** Written instruction **
Place every line of the records below into a Markdown table with the columns "Row" and "Line," numbering the rows in order and omitting blank lines.

** Material provided **

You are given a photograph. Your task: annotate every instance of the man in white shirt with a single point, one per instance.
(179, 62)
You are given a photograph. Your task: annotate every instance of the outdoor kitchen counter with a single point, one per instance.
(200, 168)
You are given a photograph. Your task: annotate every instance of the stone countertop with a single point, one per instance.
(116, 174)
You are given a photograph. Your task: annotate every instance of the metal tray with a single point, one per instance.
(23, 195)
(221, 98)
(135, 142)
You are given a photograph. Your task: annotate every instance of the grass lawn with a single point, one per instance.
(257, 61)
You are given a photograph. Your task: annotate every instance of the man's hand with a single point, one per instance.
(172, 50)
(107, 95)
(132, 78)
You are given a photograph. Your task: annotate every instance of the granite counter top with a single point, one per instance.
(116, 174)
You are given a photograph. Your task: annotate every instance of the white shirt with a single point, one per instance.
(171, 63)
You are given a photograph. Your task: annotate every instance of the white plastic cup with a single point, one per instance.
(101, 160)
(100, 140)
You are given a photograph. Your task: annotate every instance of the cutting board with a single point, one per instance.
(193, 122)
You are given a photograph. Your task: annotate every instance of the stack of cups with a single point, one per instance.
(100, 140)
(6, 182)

** Final answer **
| Row | Line |
|---|---|
| 1 | You are given a photograph. Your task: annotate every instance of the man in white shirt with a single point, one per instance. |
| 2 | (179, 62) |
| 3 | You are given a photograph. Your task: annotate every instance of the outdoor kitchen counter with a single point, one per instance. |
| 4 | (200, 168) |
| 5 | You are given a photograph. Your task: annotate every instance of the stone countertop with a single point, one per instance. |
| 6 | (116, 174) |
| 7 | You are given a photograph. Your task: annotate every instance of the metal tray with a single point, one per instance. |
| 8 | (23, 195) |
| 9 | (221, 98) |
| 10 | (135, 142) |
| 11 | You are given a photograph. Your task: annotate every instance of the grass lawn with a single point, one per instance. |
| 12 | (257, 61) |
| 13 | You are given a photograph. Your task: annotate every instance of the man's hand with a single point, one per instance. |
| 14 | (172, 50) |
| 15 | (107, 95) |
| 16 | (132, 78) |
| 17 | You are given a photograph. Your task: annotate every instance of the granite counter top with a single point, one per instance. |
| 18 | (116, 174) |
| 19 | You are given a photograph. Your task: annotate every instance of the white shirt with a single point, one per instance. |
| 20 | (171, 63) |
| 21 | You are given a photograph. Your task: annotate every instance of the white plastic cup with a single point, one per instance. |
| 22 | (101, 160) |
| 23 | (100, 140) |
| 24 | You are given a photograph. Your task: annotate every instance of the cutting board with a single point, one per instance. |
| 25 | (193, 122) |
| 26 | You are given a photograph. Your task: annotate every instance of the stack of cups with a single point, one per instance. |
| 27 | (100, 140) |
| 28 | (6, 182) |